> [Page]:
────
Python flexible slugify function

Last update: Dec 20, 2022

Related tags

Miscellaneous awesome-slugify

Overview

awesome-slugify

Python flexible slugify function

PyPi: https://pypi.python.org/pypi/awesome-slugify

Github: https://github.com/dimka665/awesome-slugify

Install

pip install awesome-slugify

Usage

from slugify import slugify

slugify('Any text')  # 'Any-text'

Custom slugify

from slugify import slugify, Slugify, UniqueSlugify

slugify('Any text', to_lower=True)  # 'any-text'

custom_slugify = Slugify(to_lower=True)
custom_slugify('Any text')          # 'any-text'

custom_slugify.separator = '_'
custom_slugify('Any text')          # 'any_text'

custom_slugify = UniqueSlugify()
────
> [What the task asks]: On the awesome-slugify page, turn the two-line code block that begins "custom_slugify = Slugify(to_lower=True)" into a short list in plain words, keeping its main facts.
────
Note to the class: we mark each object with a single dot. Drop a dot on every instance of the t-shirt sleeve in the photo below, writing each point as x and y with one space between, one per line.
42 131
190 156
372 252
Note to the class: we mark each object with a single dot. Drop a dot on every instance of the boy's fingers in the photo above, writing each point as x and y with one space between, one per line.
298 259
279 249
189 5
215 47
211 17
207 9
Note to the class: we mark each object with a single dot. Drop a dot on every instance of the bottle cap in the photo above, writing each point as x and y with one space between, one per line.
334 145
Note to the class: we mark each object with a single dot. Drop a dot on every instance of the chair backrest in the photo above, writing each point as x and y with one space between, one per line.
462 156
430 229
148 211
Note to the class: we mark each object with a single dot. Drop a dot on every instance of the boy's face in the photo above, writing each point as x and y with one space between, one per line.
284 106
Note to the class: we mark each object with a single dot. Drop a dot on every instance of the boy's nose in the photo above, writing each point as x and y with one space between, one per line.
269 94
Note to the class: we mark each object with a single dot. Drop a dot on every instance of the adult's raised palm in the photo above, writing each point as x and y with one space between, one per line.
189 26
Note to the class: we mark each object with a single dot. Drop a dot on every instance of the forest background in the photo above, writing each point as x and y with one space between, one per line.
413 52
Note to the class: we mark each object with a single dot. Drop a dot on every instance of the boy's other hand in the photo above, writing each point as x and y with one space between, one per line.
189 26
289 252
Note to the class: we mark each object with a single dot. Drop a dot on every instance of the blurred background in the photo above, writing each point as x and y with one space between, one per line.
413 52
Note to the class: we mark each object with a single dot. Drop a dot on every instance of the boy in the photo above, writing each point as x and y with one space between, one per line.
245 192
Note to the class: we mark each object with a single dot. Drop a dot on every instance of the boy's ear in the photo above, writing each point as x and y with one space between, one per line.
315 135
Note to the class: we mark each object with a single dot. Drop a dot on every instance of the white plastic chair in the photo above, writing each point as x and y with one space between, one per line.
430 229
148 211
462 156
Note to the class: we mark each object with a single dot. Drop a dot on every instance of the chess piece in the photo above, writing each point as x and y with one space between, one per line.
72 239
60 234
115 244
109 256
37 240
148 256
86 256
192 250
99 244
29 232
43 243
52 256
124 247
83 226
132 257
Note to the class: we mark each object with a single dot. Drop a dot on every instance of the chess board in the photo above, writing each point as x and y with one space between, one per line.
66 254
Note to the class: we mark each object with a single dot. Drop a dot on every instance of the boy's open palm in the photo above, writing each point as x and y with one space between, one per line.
────
> [Written answer]:
- A custom slugify is built with Slugify, set to make lowercase output (to_lower=True).
- Running it on 'Any text' gives 'any-text'.